● **OBJECTIVE 1**: Can you reproduce, word for word, the records starting with the line containing "Note to the class: point to the blonde" and going on through the line containing "(727, 1065)"?

== PASSAGE

Testimonies from eyewitnesses described heat coming from Philip's heart, and a kind of shaking from the beating of his heart that could not always be controlled. It animated his actions, especially when he prayed at Mass. Yet Philip avoided everything that might publicly suggest that he had received supernatural gifts. He deliberately dissuaded curiosity about himself and tried to conceal the holy fire that burned within him. His comedic jokes or pranks would take the attention away from himself, while making him all the more approachable and lovable to the people of Rome.
Philip's brotherly love and affection for others included constantly pointing out the consoling benefits of meeting Jesus personally within the confessional. This was no fire-and-brimstone approach; it was a genuine invitation of warm love found in Philip's kind gestures and countenance. Philip was sought after as a confessor, becoming known as the second Apostle of Rome, the first being St. Peter. The city was slowly being changed through this apostolate of the confessional.
Philip identified with the weaknesses and vulnerabilities of all. He met people as they were, regardless of title or social class. He was friendly with the most diverse individuals, from dignitaries and church hierarchy, to local shopkeepers—even to the prostitutes who were foisted on him by a few ill-mannered enemies. Philip spoke to the hearts of all, telling them what they most wanted to know and hear about the love of Jesus.

====
== DATASET ROWS

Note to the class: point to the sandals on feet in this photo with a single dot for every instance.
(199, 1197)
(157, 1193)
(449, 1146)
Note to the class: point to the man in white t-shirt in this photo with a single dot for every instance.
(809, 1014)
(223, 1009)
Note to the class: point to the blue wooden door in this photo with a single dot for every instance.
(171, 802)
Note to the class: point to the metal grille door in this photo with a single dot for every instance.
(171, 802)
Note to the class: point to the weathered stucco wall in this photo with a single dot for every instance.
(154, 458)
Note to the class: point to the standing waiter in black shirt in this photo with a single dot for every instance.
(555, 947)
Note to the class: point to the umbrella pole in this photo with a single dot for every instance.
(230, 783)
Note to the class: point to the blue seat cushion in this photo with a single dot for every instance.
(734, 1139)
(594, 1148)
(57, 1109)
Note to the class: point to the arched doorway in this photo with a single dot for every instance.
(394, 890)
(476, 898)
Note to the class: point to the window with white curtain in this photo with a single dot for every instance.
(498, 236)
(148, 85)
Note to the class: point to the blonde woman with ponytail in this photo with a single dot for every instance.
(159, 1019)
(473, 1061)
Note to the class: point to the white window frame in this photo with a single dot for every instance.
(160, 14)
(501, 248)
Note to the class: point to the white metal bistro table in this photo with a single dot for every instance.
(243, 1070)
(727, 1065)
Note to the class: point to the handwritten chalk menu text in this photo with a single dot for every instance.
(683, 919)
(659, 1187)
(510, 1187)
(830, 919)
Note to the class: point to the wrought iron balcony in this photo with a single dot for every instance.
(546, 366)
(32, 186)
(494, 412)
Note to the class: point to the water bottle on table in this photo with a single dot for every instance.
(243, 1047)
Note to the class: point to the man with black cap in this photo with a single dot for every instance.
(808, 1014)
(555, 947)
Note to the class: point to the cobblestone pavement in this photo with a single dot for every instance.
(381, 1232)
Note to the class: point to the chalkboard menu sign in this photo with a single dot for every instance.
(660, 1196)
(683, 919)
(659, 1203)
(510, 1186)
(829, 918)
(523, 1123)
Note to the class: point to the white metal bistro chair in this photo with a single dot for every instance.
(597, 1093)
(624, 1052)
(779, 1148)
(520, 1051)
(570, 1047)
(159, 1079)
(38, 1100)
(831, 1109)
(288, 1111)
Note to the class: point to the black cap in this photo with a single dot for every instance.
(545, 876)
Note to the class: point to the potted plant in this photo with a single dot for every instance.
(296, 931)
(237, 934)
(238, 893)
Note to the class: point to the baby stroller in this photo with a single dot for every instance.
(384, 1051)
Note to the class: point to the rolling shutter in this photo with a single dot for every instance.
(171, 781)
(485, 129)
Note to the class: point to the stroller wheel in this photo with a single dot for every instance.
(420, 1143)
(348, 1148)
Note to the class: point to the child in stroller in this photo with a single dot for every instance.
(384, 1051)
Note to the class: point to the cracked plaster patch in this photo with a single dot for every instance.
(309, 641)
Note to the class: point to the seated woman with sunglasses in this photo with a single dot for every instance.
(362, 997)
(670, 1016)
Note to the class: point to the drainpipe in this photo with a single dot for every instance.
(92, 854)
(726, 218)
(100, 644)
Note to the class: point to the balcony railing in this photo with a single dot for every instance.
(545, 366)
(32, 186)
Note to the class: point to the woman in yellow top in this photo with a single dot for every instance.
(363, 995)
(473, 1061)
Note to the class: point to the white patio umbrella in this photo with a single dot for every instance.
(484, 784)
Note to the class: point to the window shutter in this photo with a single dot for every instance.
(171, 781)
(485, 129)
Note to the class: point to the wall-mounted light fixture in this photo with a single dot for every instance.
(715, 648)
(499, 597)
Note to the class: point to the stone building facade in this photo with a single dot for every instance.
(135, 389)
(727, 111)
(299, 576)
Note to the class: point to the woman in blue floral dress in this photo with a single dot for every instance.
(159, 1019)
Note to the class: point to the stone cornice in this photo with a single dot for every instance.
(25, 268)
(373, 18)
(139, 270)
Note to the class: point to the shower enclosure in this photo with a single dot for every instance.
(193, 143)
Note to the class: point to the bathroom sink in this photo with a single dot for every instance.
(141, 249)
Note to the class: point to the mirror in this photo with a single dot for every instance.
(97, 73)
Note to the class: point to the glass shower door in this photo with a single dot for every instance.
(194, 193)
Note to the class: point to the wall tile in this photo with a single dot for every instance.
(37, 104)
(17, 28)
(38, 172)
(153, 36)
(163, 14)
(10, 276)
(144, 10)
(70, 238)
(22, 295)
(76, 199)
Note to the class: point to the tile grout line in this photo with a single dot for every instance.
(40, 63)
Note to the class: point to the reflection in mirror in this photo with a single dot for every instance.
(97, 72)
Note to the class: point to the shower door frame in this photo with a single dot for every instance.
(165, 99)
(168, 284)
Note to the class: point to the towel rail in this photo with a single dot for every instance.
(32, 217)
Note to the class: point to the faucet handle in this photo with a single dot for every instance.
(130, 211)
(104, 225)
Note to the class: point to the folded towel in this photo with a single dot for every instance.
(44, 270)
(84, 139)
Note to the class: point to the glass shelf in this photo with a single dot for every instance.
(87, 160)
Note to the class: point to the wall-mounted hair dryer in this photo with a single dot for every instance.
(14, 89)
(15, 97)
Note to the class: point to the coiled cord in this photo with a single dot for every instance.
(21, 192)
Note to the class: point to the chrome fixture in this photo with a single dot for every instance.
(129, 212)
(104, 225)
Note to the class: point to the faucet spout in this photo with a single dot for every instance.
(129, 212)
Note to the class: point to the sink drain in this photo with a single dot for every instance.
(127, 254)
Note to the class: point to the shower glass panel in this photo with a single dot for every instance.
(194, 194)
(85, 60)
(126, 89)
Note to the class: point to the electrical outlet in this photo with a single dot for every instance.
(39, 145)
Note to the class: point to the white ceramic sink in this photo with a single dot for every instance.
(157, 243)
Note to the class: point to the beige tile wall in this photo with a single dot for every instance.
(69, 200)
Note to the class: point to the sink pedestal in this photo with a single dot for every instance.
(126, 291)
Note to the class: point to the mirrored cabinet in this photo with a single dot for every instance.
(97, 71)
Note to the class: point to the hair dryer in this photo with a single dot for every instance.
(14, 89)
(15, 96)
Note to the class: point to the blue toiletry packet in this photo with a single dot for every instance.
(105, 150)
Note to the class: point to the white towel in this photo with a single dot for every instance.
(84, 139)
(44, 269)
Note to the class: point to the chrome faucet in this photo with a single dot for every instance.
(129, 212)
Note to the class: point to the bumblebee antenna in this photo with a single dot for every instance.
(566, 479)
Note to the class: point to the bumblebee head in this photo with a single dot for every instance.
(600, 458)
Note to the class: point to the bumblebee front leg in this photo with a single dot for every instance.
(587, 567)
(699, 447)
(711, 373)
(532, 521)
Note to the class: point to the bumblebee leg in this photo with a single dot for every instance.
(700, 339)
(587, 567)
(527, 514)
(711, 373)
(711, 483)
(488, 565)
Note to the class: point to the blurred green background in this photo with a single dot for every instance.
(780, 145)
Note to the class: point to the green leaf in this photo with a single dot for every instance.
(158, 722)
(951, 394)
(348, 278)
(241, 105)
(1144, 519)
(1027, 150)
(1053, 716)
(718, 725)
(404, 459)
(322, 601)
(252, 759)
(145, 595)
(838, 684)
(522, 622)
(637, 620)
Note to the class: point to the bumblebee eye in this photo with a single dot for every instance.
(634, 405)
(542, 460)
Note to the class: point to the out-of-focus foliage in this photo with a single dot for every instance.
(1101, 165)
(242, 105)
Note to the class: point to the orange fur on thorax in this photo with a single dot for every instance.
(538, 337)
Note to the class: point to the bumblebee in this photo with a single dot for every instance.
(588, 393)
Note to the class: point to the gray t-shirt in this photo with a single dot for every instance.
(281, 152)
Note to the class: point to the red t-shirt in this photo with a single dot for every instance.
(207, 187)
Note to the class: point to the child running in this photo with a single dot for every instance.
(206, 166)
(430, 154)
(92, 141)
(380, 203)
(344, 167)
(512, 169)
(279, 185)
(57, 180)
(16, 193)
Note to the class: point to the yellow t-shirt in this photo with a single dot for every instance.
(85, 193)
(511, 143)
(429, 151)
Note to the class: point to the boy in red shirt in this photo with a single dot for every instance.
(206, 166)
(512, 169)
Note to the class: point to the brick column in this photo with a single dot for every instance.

====

● **OBJECTIVE 2**: Do these statements agree with the passage about Philip? Answer yes or no for each and quote the words of the passage that decide it. (a) Philip became known as the second Apostle of Rome. (b) Philip took a fire-and-brimstone approach to the confessional. (c) Philip kept company only with dignitaries and church hierarchy.

● **FULL SOLUTION 1**:
Note to the class: point to the blonde woman with ponytail in this photo with a single dot for every instance.
(159, 1019)
(473, 1061)
Note to the class: point to the white window frame in this photo with a single dot for every instance.
(160, 14)
(501, 248)
Note to the class: point to the white metal bistro table in this photo with a single dot for every instance.
(243, 1070)
(727, 1065)

● **FULL SOLUTION 2**:
(a) Yes: "becoming known as the second Apostle of Rome, the first being St. Peter"
(b) No: "This was no fire-and-brimstone approach"
(c) No: "He met people as they were, regardless of title or social class."